Work required: Output all of the records exactly as written.

Source data:

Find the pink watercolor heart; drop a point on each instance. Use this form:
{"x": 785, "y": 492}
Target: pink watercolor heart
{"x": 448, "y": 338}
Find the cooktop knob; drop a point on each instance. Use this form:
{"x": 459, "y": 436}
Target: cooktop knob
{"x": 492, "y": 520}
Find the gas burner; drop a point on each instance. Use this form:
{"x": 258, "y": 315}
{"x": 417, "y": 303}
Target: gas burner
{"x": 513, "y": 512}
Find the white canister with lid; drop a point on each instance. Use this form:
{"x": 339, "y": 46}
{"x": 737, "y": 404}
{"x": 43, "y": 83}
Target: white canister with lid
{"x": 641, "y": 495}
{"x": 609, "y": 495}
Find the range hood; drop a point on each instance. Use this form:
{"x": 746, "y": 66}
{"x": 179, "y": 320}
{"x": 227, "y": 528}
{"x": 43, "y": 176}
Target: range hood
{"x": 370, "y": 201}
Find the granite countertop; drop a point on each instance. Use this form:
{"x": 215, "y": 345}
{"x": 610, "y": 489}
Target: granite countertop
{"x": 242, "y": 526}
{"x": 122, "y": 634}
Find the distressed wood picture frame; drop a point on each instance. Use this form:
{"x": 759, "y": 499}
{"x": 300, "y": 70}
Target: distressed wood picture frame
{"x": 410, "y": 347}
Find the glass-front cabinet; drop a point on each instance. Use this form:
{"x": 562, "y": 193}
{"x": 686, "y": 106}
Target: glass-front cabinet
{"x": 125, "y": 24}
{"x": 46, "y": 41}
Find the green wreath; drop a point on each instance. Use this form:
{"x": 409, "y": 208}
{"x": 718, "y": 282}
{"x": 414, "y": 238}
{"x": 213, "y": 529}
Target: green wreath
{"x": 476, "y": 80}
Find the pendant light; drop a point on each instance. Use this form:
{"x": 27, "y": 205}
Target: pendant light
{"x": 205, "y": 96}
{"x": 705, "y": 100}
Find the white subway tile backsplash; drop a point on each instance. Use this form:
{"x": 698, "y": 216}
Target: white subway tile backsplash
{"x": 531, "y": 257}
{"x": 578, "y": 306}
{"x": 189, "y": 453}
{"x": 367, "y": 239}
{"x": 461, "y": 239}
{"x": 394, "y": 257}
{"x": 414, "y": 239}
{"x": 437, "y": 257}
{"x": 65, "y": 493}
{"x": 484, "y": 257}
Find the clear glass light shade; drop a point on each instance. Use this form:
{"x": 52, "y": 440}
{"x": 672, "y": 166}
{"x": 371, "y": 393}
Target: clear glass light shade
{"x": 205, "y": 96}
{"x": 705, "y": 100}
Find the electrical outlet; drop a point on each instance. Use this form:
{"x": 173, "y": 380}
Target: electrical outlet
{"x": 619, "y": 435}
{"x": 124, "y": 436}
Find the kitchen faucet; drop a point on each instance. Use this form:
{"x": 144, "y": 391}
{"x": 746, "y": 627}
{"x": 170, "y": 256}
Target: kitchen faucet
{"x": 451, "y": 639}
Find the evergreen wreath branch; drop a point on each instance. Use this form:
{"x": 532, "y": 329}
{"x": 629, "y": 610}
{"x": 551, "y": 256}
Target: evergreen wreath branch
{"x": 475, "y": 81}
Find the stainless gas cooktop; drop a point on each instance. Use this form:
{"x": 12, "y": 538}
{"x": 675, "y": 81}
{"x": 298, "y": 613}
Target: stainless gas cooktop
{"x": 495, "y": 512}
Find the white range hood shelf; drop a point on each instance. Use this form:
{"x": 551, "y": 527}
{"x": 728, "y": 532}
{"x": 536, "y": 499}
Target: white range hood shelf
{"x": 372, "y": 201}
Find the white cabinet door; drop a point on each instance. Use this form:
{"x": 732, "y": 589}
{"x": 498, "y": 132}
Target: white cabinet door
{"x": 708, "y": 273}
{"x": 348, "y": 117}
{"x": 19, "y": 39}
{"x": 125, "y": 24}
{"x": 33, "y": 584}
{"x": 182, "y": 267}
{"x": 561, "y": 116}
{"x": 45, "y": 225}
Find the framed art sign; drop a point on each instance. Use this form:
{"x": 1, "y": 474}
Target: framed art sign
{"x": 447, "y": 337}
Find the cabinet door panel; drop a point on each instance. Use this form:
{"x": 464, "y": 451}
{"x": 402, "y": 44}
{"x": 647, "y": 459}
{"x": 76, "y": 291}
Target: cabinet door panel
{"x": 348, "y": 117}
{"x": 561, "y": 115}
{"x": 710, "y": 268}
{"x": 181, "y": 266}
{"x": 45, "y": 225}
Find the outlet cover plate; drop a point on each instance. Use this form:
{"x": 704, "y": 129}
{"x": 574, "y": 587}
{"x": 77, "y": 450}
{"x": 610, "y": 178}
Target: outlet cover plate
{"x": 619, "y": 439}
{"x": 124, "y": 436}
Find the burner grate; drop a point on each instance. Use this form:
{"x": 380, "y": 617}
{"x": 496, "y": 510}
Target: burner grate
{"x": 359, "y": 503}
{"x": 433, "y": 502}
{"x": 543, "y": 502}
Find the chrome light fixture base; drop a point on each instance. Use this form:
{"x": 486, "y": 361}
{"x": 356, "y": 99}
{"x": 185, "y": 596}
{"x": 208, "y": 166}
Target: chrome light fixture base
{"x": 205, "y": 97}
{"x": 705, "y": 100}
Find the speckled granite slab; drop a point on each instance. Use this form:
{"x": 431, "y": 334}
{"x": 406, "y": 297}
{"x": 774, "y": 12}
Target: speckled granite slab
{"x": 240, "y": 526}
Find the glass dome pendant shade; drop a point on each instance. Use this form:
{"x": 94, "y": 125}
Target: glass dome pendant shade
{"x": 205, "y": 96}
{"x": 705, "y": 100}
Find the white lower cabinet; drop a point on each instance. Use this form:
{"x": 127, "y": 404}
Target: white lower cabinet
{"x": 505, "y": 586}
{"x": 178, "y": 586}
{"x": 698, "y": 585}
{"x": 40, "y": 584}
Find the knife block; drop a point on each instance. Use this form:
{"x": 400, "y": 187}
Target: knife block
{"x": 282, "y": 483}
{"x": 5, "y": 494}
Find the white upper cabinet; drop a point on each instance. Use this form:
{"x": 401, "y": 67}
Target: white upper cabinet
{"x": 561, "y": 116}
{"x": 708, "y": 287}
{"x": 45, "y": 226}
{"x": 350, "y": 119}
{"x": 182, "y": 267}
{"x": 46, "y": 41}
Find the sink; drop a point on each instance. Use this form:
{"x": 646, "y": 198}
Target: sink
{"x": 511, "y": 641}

Solved exercise:
Find the pink watercolor heart; drop a point on each instance. Use this form:
{"x": 785, "y": 492}
Target: pink watercolor heart
{"x": 448, "y": 338}
Find the cooktop knob; drop a point on each instance. Use this form:
{"x": 459, "y": 436}
Target: cooktop knob
{"x": 492, "y": 520}
Find the gas burner; drop a point on each instance. Use this form:
{"x": 258, "y": 315}
{"x": 417, "y": 303}
Target: gas burner
{"x": 513, "y": 512}
Find the white canister with lid; drop a point on each instance. Use this form:
{"x": 339, "y": 46}
{"x": 737, "y": 404}
{"x": 43, "y": 83}
Target: white canister with lid
{"x": 641, "y": 495}
{"x": 609, "y": 495}
Find the range hood; drop a point on each instance. Use this form:
{"x": 746, "y": 66}
{"x": 179, "y": 320}
{"x": 227, "y": 528}
{"x": 43, "y": 176}
Target: range hood
{"x": 370, "y": 201}
Find the granite countertop; drop a point on each instance. Use this form:
{"x": 215, "y": 345}
{"x": 610, "y": 489}
Target: granite countertop
{"x": 242, "y": 526}
{"x": 122, "y": 634}
Find the distressed wood picture frame; drop a point on each instance. Use this form:
{"x": 759, "y": 499}
{"x": 300, "y": 70}
Target: distressed wood picture frame
{"x": 410, "y": 347}
Find the glass-front cabinet; drop a point on each instance. Use this form:
{"x": 562, "y": 193}
{"x": 686, "y": 106}
Target: glass-front cabinet
{"x": 125, "y": 24}
{"x": 46, "y": 41}
Find the green wreath; drop a point on each instance. Use this form:
{"x": 409, "y": 208}
{"x": 718, "y": 282}
{"x": 414, "y": 238}
{"x": 213, "y": 529}
Target: green wreath
{"x": 476, "y": 80}
Find the pendant light; drop a point on each instance. Use this form:
{"x": 27, "y": 205}
Target: pendant light
{"x": 205, "y": 96}
{"x": 705, "y": 100}
Find the white subway tile backsplash; drop a point on each instance. Use this form:
{"x": 698, "y": 216}
Target: white subway tile backsplash
{"x": 531, "y": 257}
{"x": 578, "y": 306}
{"x": 189, "y": 453}
{"x": 367, "y": 239}
{"x": 461, "y": 239}
{"x": 394, "y": 257}
{"x": 414, "y": 239}
{"x": 437, "y": 257}
{"x": 65, "y": 493}
{"x": 484, "y": 257}
Find the clear glass light shade; drop a point on each instance. Use this form:
{"x": 52, "y": 440}
{"x": 672, "y": 166}
{"x": 371, "y": 393}
Target: clear glass light shade
{"x": 205, "y": 96}
{"x": 705, "y": 100}
Find the electrical outlet; drop a point on each instance. Use this form:
{"x": 173, "y": 380}
Target: electrical outlet
{"x": 619, "y": 435}
{"x": 124, "y": 436}
Find the kitchen faucet; drop a point on each instance. Use this form:
{"x": 144, "y": 391}
{"x": 746, "y": 627}
{"x": 170, "y": 256}
Target: kitchen faucet
{"x": 451, "y": 639}
Find the evergreen wreath branch; drop a point on each instance. Use this form:
{"x": 532, "y": 329}
{"x": 629, "y": 610}
{"x": 551, "y": 256}
Target: evergreen wreath branch
{"x": 475, "y": 81}
Find the stainless gas cooktop; drop a point on each instance. Use this form:
{"x": 12, "y": 538}
{"x": 675, "y": 81}
{"x": 298, "y": 613}
Target: stainless gas cooktop
{"x": 495, "y": 512}
Find the white range hood shelf; drop a point on each instance. Use this form:
{"x": 551, "y": 527}
{"x": 728, "y": 532}
{"x": 536, "y": 499}
Target: white range hood shelf
{"x": 372, "y": 201}
Find the white cabinet door; drop a point on each instance. Use this form:
{"x": 732, "y": 589}
{"x": 498, "y": 132}
Target: white cabinet door
{"x": 708, "y": 273}
{"x": 348, "y": 117}
{"x": 19, "y": 39}
{"x": 125, "y": 24}
{"x": 33, "y": 584}
{"x": 182, "y": 267}
{"x": 561, "y": 116}
{"x": 45, "y": 225}
Find the framed art sign; drop a point on each instance. Use this form:
{"x": 1, "y": 474}
Target: framed art sign
{"x": 447, "y": 337}
Find the cabinet door panel; drop a point on each instance. Use this form:
{"x": 464, "y": 451}
{"x": 402, "y": 44}
{"x": 647, "y": 459}
{"x": 76, "y": 291}
Target: cabinet door panel
{"x": 348, "y": 117}
{"x": 561, "y": 115}
{"x": 710, "y": 268}
{"x": 181, "y": 266}
{"x": 45, "y": 225}
Find the outlet cover plate; drop a point on each instance. Use this form:
{"x": 704, "y": 129}
{"x": 574, "y": 587}
{"x": 77, "y": 450}
{"x": 610, "y": 178}
Target: outlet cover plate
{"x": 619, "y": 439}
{"x": 124, "y": 436}
Find the burner grate; drop a point on each instance. Use this form:
{"x": 380, "y": 617}
{"x": 496, "y": 510}
Target: burner grate
{"x": 359, "y": 503}
{"x": 433, "y": 502}
{"x": 543, "y": 502}
Find the chrome light fixture base; drop a point on each instance. Use this form:
{"x": 486, "y": 361}
{"x": 356, "y": 99}
{"x": 185, "y": 596}
{"x": 208, "y": 166}
Target: chrome light fixture base
{"x": 205, "y": 97}
{"x": 705, "y": 100}
Find the speckled granite slab; drop a point on each instance. Use this form:
{"x": 431, "y": 334}
{"x": 406, "y": 297}
{"x": 774, "y": 12}
Target: speckled granite slab
{"x": 240, "y": 526}
Find the glass dome pendant shade; drop a point on each instance. Use this form:
{"x": 94, "y": 125}
Target: glass dome pendant shade
{"x": 205, "y": 96}
{"x": 705, "y": 100}
Find the white lower cabinet; drop a point on each instance. Use this form:
{"x": 127, "y": 404}
Target: white lower cabinet
{"x": 505, "y": 586}
{"x": 178, "y": 586}
{"x": 698, "y": 585}
{"x": 40, "y": 584}
Find the knife block; drop a point on each instance. Use this form:
{"x": 400, "y": 187}
Target: knife block
{"x": 282, "y": 483}
{"x": 5, "y": 494}
Find the white upper cabinet; drop a point on each instance. Use this form:
{"x": 401, "y": 67}
Target: white upper cabinet
{"x": 561, "y": 116}
{"x": 708, "y": 287}
{"x": 45, "y": 226}
{"x": 350, "y": 119}
{"x": 182, "y": 267}
{"x": 46, "y": 41}
Find the sink; drop a point on each instance. Use this form:
{"x": 646, "y": 198}
Target: sink
{"x": 511, "y": 641}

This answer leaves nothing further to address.